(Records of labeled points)
--- --- ---
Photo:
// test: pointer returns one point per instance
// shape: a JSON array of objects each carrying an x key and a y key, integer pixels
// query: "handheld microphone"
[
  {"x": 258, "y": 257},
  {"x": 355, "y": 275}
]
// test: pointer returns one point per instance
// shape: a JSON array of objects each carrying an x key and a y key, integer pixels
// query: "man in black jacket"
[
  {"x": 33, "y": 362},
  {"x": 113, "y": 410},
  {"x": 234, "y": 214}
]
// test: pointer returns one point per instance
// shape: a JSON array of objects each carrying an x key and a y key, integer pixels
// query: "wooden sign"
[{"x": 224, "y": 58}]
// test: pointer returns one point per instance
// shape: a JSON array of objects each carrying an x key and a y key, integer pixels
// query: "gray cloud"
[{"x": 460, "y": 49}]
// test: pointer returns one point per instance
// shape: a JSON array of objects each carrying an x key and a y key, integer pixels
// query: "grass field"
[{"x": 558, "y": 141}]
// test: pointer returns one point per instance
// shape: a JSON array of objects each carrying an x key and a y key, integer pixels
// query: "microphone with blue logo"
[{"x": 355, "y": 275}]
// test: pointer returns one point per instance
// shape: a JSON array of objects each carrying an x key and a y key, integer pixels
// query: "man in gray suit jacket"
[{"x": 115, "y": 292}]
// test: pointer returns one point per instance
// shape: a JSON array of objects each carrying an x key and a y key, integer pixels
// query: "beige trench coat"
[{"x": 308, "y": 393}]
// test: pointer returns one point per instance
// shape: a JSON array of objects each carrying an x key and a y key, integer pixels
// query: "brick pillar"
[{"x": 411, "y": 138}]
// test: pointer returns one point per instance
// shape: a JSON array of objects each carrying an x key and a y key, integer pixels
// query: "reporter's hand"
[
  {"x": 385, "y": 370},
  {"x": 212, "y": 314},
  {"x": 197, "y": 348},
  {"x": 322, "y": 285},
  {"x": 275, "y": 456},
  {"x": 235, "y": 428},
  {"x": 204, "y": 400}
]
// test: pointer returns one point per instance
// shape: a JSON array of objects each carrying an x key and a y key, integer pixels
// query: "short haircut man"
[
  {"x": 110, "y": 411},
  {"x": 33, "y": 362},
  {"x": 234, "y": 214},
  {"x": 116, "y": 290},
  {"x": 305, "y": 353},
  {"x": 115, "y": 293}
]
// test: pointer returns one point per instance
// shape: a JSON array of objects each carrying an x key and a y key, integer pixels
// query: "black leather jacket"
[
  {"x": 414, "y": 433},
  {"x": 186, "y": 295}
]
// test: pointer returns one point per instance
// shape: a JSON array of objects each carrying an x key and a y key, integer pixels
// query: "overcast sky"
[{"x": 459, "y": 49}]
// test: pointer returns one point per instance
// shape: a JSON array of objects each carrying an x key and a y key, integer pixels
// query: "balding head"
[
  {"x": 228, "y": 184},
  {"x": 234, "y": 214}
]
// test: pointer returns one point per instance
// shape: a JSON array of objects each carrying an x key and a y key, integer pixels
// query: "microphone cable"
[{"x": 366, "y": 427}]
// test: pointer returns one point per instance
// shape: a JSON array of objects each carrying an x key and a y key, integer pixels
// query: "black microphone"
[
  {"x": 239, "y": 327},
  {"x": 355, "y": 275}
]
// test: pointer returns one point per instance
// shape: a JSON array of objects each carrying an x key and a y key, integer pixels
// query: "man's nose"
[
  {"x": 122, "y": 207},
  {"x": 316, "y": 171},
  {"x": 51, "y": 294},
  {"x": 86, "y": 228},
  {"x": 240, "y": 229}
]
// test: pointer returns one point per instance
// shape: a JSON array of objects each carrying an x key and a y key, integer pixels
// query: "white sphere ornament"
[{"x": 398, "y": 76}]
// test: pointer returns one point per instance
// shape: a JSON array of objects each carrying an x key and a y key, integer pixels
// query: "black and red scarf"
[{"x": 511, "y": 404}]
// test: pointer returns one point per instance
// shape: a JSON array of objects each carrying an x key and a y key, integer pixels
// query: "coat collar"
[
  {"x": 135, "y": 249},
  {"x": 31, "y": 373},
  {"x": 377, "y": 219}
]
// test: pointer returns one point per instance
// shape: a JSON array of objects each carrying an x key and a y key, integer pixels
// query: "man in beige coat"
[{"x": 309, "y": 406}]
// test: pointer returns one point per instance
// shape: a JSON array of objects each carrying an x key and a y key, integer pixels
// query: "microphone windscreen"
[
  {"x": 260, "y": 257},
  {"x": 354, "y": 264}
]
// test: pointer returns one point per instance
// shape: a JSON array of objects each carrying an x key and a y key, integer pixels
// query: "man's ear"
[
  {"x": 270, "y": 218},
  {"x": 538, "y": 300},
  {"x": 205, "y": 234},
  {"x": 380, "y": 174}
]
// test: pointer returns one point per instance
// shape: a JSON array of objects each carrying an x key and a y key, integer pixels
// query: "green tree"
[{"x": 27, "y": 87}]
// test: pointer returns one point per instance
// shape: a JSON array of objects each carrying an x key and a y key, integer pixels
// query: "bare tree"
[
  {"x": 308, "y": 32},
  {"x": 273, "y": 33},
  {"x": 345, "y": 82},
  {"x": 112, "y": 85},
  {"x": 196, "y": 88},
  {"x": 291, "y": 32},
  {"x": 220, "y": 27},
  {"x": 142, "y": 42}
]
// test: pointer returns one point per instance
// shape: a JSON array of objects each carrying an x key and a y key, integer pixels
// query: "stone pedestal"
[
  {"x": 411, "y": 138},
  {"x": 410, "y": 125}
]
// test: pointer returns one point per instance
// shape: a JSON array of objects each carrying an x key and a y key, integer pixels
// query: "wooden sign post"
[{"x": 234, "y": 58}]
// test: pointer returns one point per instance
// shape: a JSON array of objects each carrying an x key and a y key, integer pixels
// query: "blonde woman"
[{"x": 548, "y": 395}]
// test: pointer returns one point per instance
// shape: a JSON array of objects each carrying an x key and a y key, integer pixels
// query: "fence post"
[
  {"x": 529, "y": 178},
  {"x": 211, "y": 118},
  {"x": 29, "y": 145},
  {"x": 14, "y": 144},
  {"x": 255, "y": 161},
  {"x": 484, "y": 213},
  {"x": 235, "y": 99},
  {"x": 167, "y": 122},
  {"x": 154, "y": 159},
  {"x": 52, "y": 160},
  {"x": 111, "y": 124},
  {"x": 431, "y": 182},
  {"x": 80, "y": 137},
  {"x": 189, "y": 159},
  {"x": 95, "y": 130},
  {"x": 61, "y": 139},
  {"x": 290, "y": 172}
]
--- --- ---
_PROBLEM STATEMENT:_ Exactly as shown above, return every record.

_SOLVED PROBLEM:_
Photo:
// test: pointer returns one point per instance
// shape: a JSON array of objects each carrying an x key and a y key, integer pixels
// query: "handheld microphone"
[
  {"x": 258, "y": 257},
  {"x": 355, "y": 275}
]
// test: pointer returns one point per instance
// shape: a JSON array of objects each carrying an x key and a y key, integer pixels
// query: "man in black jacket"
[
  {"x": 33, "y": 362},
  {"x": 113, "y": 410},
  {"x": 234, "y": 214}
]
// test: pointer returns one point per instance
// shape: a JSON array of objects each carrying an x key and a y key, integer pixels
// query: "wooden sign"
[{"x": 224, "y": 58}]
// test: pointer returns one point per instance
// shape: a JSON array of objects each carrying an x key and a y key, integer pixels
// query: "gray cloud"
[{"x": 460, "y": 49}]
// test: pointer returns one point per instance
// shape: a JSON array of objects each carrying an x key and a y key, integer pixels
// query: "grass field"
[{"x": 558, "y": 141}]
// test: pointer returns one point per instance
// shape: a JSON array of objects each carrying an x key and a y key, integer pixels
// query: "microphone with blue logo"
[{"x": 355, "y": 275}]
// test: pointer returns one point per instance
// shape: a JSON array of objects each carrying an x key and a y key, integer pixels
// query: "man in gray suit jacket"
[{"x": 115, "y": 292}]
// test: pointer returns one point per instance
// shape: a JSON array of objects each carrying an x key and a y key, integer pixels
// query: "beige trench coat"
[{"x": 308, "y": 393}]
// test: pointer returns one point per instance
// shape: a JSON array of objects each carrying an x key and a y key, integer pixels
// query: "brick pillar"
[{"x": 411, "y": 138}]
// test: pointer returns one point per instance
// shape: a JSON array of objects each carrying an x key and a y key, integer pixels
// query: "reporter's hand"
[
  {"x": 385, "y": 370},
  {"x": 212, "y": 314},
  {"x": 197, "y": 348},
  {"x": 322, "y": 285},
  {"x": 275, "y": 456},
  {"x": 235, "y": 428},
  {"x": 204, "y": 400}
]
// test: pointer returns one point per instance
// shape: a JSON array of objects each carrying an x key and a y key, integer pixels
// query: "short haircut man"
[
  {"x": 110, "y": 411},
  {"x": 33, "y": 362},
  {"x": 234, "y": 214},
  {"x": 116, "y": 290},
  {"x": 305, "y": 353},
  {"x": 115, "y": 293}
]
// test: pointer returns one point per instance
// shape: a JSON array of objects each carrying an x key and a y key, integer pixels
// query: "black leather jacket"
[
  {"x": 414, "y": 433},
  {"x": 186, "y": 295}
]
// test: pointer returns one point per instance
// shape: a JSON array of objects each carrying an x key and a y key, integer pixels
// query: "overcast sky"
[{"x": 459, "y": 49}]
// test: pointer returns one point per instance
// shape: a JSON array of objects each carrying an x key and a y key, integer pixels
// query: "balding head"
[
  {"x": 228, "y": 184},
  {"x": 234, "y": 214}
]
// test: pointer returns one point per instance
// shape: a JSON array of objects each carrying an x key and a y key, integer pixels
// query: "microphone cable"
[{"x": 366, "y": 427}]
// test: pointer returns one point per instance
// shape: a JSON array of objects each carrying an x key and a y key, integer pixels
// query: "black microphone"
[
  {"x": 239, "y": 327},
  {"x": 355, "y": 275}
]
// test: pointer returns one point per instance
// shape: a JSON array of objects each carrying an x key and a y key, integer pixels
// query: "man's nose"
[
  {"x": 122, "y": 207},
  {"x": 316, "y": 171},
  {"x": 51, "y": 294},
  {"x": 86, "y": 228},
  {"x": 240, "y": 229}
]
// test: pointer returns one point per instance
// shape: a JSON array of objects each carrying an x key and a y key, integer pixels
// query: "white sphere ornament"
[{"x": 398, "y": 76}]
// test: pointer returns one point per instance
// shape: a JSON array of objects each carrying an x key and a y key, integer pixels
// query: "black and red scarf"
[{"x": 511, "y": 404}]
// test: pointer returns one point per instance
// shape: a JSON array of objects each carrying an x key and a y key, integer pixels
// query: "coat collar"
[
  {"x": 135, "y": 249},
  {"x": 31, "y": 373},
  {"x": 377, "y": 219}
]
// test: pointer returns one point per instance
// shape: a JSON array of objects each carrying an x key and a y key, integer pixels
// query: "man in beige coat"
[{"x": 309, "y": 406}]
// test: pointer returns one point per instance
// shape: a JSON array of objects each carrying an x key and a y key, integer pixels
// query: "microphone windscreen"
[
  {"x": 260, "y": 257},
  {"x": 354, "y": 264}
]
// test: pointer returns one point per instance
// shape: a JSON array of objects each carrying an x key and a y key, integer pixels
// query: "man's ear"
[
  {"x": 270, "y": 218},
  {"x": 538, "y": 300},
  {"x": 205, "y": 234},
  {"x": 380, "y": 174}
]
// test: pointer returns one point per instance
// shape: a JSON array of objects each carrying an x key and a y key, integer pixels
// query: "green tree"
[{"x": 27, "y": 87}]
// test: pointer returns one point per instance
// shape: a JSON array of objects each carrying an x key and a y key, integer pixels
// query: "bare tree"
[
  {"x": 308, "y": 32},
  {"x": 273, "y": 33},
  {"x": 345, "y": 82},
  {"x": 112, "y": 85},
  {"x": 196, "y": 88},
  {"x": 291, "y": 32},
  {"x": 220, "y": 27},
  {"x": 142, "y": 42}
]
// test: pointer returns one point per instance
// shape: a JSON array of objects each carrying an x key and a y key, integer pixels
// query: "stone pedestal"
[
  {"x": 411, "y": 138},
  {"x": 410, "y": 125}
]
// test: pointer returns one point per instance
// shape: a JSON array of objects each carrying an x key and a y key, integer pixels
// query: "wooden sign post"
[{"x": 234, "y": 58}]
// test: pointer returns one point per instance
// shape: a JSON array of objects each carrying an x key and a y key, integer pixels
// query: "blonde woman"
[{"x": 548, "y": 395}]
// test: pointer returns one point per instance
// shape: a JSON array of objects each carrying an x key and a y key, integer pixels
// query: "fence post"
[
  {"x": 529, "y": 178},
  {"x": 211, "y": 118},
  {"x": 29, "y": 145},
  {"x": 14, "y": 144},
  {"x": 255, "y": 161},
  {"x": 484, "y": 213},
  {"x": 235, "y": 99},
  {"x": 167, "y": 122},
  {"x": 154, "y": 159},
  {"x": 52, "y": 160},
  {"x": 111, "y": 124},
  {"x": 431, "y": 182},
  {"x": 80, "y": 137},
  {"x": 189, "y": 159},
  {"x": 95, "y": 130},
  {"x": 61, "y": 139},
  {"x": 290, "y": 172}
]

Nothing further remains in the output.